Data listing:
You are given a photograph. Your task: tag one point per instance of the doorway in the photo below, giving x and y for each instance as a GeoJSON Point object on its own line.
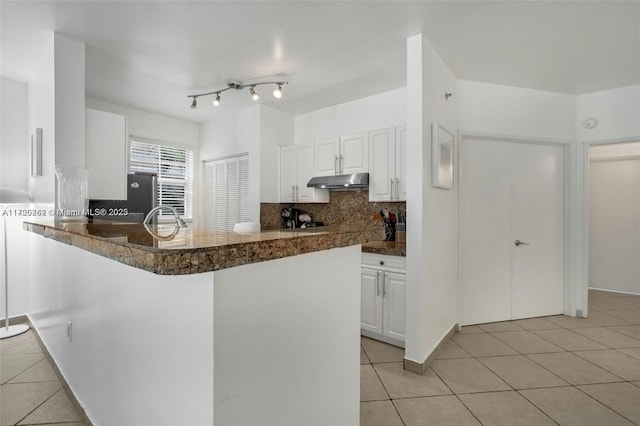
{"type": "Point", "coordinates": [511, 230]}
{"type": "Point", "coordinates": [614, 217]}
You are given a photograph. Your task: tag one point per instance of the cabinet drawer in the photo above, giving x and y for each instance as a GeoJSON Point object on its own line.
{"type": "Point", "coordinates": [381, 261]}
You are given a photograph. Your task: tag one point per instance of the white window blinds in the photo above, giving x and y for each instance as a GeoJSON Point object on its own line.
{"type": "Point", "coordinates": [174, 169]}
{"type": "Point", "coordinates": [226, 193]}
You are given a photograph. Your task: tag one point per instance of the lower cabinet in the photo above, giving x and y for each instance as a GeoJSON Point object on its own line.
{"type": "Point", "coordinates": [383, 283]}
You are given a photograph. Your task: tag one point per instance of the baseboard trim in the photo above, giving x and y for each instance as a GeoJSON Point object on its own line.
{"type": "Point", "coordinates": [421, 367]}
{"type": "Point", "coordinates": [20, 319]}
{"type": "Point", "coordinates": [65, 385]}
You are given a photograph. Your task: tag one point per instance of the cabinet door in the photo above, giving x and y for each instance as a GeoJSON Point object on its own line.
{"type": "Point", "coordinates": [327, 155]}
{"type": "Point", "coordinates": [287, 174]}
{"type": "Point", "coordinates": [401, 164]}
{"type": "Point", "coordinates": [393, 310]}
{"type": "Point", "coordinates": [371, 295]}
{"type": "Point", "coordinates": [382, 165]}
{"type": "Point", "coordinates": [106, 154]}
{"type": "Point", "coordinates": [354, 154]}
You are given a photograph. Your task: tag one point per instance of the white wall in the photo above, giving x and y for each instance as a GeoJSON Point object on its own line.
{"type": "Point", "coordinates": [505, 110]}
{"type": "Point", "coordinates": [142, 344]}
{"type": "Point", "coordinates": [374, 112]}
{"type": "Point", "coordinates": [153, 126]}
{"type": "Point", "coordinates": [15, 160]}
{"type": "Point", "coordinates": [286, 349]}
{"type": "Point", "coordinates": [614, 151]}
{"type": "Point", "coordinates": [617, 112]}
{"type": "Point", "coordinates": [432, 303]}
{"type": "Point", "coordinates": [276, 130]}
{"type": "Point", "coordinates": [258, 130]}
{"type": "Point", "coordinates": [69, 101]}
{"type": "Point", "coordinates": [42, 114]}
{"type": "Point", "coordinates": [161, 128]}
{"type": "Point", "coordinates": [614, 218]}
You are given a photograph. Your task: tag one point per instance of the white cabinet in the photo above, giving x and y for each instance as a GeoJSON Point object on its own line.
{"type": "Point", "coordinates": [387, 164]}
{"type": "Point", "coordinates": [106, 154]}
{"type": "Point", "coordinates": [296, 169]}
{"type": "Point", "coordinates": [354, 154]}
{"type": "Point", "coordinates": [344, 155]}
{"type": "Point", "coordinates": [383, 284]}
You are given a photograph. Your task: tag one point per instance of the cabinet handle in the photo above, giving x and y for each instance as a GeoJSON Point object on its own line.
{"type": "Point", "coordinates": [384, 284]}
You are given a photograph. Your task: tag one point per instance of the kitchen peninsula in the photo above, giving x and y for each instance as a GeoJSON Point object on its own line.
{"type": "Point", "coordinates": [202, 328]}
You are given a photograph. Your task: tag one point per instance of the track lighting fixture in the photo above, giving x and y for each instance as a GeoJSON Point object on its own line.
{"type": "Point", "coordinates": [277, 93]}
* * *
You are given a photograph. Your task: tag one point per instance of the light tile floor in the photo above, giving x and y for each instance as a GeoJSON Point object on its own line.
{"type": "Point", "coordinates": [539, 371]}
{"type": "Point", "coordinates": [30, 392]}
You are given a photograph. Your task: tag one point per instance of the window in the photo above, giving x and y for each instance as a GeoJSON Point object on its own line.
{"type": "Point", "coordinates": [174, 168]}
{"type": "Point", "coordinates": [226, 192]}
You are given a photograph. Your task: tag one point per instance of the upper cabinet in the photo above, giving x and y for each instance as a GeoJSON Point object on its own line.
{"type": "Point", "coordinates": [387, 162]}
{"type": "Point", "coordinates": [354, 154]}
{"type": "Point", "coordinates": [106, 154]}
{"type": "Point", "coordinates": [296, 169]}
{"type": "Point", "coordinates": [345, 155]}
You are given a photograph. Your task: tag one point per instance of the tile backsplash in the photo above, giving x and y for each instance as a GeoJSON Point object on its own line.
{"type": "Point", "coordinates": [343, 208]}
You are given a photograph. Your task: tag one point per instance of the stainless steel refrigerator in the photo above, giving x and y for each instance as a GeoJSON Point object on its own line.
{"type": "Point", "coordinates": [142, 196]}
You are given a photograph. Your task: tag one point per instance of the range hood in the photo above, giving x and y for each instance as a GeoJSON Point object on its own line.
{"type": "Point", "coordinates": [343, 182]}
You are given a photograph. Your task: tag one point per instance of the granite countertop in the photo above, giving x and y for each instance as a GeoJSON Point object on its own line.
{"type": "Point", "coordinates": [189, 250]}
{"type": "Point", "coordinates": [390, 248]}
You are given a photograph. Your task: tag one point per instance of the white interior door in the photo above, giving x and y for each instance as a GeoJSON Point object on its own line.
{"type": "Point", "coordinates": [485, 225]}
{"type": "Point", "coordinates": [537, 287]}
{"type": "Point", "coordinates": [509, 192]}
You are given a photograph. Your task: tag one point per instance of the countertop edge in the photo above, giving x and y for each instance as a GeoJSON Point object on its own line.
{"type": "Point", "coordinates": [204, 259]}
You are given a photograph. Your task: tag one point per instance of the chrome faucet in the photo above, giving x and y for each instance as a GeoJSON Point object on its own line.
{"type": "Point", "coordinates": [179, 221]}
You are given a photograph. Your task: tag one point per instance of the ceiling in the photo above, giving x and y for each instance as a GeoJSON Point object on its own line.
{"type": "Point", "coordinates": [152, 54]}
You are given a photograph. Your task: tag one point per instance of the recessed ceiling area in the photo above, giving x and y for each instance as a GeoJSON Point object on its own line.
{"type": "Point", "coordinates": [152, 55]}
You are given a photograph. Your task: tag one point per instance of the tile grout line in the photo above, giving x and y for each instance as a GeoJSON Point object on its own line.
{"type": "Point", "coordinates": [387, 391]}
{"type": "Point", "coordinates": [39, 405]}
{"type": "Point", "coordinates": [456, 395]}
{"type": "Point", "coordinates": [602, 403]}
--
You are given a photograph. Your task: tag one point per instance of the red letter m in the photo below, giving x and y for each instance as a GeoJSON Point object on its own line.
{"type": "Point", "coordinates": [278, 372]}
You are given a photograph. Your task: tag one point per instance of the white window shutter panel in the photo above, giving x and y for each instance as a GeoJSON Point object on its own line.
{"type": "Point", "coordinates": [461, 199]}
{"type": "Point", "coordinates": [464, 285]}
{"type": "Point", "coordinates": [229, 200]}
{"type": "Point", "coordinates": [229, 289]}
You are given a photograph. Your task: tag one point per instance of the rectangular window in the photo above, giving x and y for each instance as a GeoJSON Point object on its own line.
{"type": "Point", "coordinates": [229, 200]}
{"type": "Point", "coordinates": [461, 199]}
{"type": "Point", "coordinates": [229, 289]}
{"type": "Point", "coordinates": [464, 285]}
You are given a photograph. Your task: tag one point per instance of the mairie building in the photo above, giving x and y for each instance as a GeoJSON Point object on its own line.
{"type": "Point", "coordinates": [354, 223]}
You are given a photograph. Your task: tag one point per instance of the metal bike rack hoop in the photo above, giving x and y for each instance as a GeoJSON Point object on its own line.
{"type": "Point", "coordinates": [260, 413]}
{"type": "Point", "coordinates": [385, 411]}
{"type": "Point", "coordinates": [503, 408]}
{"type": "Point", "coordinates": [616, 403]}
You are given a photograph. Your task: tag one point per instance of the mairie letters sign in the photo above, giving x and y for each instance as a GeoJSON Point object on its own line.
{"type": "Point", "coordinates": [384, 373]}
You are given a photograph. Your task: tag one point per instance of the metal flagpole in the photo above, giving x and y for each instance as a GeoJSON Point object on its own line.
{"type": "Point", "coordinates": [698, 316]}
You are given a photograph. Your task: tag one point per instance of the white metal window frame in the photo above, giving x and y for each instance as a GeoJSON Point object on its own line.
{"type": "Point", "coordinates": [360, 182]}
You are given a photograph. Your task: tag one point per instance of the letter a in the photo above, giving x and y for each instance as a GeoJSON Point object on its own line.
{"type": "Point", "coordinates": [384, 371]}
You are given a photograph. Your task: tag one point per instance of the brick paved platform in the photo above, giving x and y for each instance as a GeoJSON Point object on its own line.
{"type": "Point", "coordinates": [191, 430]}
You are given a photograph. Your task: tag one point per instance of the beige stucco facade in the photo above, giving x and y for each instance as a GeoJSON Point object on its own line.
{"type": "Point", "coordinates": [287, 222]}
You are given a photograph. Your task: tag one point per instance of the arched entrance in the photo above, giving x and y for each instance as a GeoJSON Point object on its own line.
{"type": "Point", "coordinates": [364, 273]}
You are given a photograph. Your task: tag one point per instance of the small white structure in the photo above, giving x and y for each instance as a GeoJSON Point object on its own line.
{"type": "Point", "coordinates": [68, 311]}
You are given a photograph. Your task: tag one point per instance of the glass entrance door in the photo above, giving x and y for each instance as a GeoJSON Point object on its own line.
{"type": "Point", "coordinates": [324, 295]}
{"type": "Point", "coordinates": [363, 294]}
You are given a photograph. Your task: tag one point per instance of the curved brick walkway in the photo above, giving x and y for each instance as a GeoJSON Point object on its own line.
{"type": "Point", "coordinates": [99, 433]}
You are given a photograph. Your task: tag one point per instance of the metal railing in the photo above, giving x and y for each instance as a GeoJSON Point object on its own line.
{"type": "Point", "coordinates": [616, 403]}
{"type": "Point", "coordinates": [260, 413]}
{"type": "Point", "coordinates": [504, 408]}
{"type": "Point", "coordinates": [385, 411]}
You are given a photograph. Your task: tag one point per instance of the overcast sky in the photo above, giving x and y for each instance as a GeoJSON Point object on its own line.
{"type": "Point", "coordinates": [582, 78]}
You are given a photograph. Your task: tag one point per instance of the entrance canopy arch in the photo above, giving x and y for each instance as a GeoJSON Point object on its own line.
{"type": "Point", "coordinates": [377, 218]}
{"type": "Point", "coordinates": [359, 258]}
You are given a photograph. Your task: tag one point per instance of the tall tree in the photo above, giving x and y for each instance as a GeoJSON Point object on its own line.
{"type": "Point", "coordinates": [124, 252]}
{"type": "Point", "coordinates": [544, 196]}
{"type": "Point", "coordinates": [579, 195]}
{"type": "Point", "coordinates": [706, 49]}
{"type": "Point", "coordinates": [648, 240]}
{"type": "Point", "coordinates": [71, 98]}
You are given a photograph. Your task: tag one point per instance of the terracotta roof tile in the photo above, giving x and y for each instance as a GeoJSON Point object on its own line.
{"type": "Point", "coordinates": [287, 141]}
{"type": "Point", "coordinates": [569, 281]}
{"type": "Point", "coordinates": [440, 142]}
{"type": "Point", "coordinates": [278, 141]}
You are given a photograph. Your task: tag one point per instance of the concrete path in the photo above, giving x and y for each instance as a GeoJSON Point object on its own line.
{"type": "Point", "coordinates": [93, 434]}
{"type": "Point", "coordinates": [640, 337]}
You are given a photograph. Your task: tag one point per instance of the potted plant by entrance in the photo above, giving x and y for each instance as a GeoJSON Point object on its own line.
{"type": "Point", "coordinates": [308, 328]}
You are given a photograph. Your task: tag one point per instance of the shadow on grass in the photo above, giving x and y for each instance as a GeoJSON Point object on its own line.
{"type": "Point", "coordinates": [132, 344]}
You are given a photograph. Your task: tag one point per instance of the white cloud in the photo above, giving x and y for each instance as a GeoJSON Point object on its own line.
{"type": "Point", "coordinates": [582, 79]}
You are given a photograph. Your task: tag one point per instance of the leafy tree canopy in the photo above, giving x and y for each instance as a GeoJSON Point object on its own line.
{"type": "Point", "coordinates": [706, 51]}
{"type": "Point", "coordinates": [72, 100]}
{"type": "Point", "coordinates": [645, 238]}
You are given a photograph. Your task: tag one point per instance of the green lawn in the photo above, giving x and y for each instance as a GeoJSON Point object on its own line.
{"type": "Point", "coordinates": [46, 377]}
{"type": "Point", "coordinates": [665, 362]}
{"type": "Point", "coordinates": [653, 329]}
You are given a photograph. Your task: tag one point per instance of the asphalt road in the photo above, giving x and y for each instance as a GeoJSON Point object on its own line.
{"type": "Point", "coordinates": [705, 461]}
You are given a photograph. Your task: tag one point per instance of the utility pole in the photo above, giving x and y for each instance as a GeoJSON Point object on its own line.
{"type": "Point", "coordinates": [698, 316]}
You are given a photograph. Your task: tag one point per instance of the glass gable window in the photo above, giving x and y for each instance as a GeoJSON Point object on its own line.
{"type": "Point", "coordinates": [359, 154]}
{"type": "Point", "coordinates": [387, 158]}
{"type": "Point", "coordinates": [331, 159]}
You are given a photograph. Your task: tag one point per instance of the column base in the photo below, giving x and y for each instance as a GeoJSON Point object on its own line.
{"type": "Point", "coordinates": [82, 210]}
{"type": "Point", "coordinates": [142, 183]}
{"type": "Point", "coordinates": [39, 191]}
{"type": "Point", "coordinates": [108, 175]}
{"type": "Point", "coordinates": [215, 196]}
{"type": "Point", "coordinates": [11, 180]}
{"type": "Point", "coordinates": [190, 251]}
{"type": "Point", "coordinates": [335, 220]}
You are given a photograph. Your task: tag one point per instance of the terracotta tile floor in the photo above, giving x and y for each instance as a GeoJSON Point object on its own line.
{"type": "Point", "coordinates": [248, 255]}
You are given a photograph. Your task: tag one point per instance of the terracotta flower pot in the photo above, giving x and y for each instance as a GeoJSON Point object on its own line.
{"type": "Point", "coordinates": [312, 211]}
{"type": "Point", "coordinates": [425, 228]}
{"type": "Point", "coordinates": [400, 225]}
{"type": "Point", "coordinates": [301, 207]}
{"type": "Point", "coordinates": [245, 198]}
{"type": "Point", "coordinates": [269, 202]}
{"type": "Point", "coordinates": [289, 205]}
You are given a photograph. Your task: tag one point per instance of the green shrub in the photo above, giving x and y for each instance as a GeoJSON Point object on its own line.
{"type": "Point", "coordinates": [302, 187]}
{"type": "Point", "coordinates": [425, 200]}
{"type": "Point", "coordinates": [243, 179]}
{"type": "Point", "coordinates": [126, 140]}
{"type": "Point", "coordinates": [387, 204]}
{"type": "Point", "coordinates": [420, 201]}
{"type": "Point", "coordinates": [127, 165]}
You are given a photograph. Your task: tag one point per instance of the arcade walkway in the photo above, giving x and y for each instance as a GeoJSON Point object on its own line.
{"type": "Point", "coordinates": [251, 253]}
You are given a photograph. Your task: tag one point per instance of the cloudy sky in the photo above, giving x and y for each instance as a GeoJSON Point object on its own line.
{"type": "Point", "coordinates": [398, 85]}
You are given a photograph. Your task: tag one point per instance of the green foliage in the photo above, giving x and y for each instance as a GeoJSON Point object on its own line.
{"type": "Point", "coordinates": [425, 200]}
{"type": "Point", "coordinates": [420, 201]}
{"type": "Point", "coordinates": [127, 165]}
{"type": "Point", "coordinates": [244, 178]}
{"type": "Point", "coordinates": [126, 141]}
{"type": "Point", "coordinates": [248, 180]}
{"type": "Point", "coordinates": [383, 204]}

Aim:
How many lines of the records contain the string "ceiling"? Case counts; reply with the number alone.

Complete answer:
2